Short problem A = In the article on student loans in a divorce, rewrite the stretch from "Law Articles" through "43 million Americans.", substituting "education debt" for "student loan debt".
Short problem B = According to the article on student loans in a divorce, what kind of state is Ohio?

Passage given =
════════════════════
Law Articles

What Happens to Student Loans In a Divorce

One of the major looming financial issues facing the country is how to work through the estimated $1.5 trillion of student loan debt on the shoulders of about 43 million Americans.

With that high number spread across 1 out of every 7.2 Americans, many couples have to starkly consider some amount of student loan debt as they enter a union. However, if the marriage is headed towards divorce, the answer isn’t always so straightforward.

How Ohio’s Marital Laws Make a Difference

Ohio law specifies the difference between separate property and marital property, specifically in terms of when it was acquired. However, Ohio is an “equitable distribution” state, which means that courts tend to divide up all assets based on what would be fair.

Legally speaking, however, student loan debt acquired before marriage typically remains the property and responsibility of the person who incurred that debt. This specific instance could change, though, if some of the money was used for living expenses or other mutually shared costs during the course of the marriage. (These costs would need to be proven with paperwork or records.)
════════════════════
Data extract =
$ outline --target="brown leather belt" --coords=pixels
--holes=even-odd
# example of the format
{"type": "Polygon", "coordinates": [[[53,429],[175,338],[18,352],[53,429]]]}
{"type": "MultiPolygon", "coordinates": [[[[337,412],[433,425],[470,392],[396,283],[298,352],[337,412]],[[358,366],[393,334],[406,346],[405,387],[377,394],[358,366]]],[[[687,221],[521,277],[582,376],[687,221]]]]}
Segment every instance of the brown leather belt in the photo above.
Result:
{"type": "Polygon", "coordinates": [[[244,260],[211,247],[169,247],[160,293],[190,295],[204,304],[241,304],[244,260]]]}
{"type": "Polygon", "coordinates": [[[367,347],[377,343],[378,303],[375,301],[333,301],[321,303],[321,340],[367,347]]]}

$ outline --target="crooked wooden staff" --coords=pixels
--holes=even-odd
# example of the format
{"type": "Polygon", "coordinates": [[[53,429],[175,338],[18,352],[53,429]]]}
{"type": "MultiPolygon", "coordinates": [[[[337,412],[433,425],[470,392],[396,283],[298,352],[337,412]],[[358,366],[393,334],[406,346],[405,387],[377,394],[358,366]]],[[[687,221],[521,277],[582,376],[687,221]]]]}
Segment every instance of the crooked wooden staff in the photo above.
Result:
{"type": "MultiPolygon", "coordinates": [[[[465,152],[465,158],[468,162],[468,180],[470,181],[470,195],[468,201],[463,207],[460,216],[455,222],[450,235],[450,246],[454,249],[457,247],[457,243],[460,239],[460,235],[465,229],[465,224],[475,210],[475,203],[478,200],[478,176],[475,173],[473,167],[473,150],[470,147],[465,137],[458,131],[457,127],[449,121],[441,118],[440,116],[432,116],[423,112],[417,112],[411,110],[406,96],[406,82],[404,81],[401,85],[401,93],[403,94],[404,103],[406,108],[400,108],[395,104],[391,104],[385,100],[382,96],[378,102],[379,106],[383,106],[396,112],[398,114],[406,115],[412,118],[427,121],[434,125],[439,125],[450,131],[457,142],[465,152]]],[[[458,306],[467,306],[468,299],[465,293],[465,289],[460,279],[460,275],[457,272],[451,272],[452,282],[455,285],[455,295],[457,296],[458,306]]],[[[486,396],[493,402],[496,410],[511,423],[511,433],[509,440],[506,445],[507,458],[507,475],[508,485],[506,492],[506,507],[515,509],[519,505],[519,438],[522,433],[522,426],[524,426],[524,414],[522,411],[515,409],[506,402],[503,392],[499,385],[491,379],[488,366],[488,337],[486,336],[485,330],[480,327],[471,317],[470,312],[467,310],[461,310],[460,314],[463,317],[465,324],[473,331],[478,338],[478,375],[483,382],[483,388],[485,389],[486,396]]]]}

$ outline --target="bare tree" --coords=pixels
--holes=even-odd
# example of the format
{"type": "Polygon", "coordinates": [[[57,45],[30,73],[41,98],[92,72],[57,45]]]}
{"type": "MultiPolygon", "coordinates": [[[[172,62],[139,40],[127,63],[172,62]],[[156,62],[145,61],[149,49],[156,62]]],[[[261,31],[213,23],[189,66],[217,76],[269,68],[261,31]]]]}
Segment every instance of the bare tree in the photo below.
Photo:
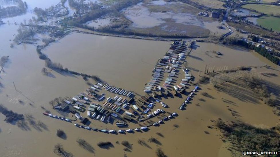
════════════════════
Final result A =
Law Articles

What Happens to Student Loans In a Divorce

One of the major looming financial issues facing the country is how to work through the estimated $1.5 trillion of education debt on the shoulders of about 43 million Americans.

Final result B = An "equitable distribution" state.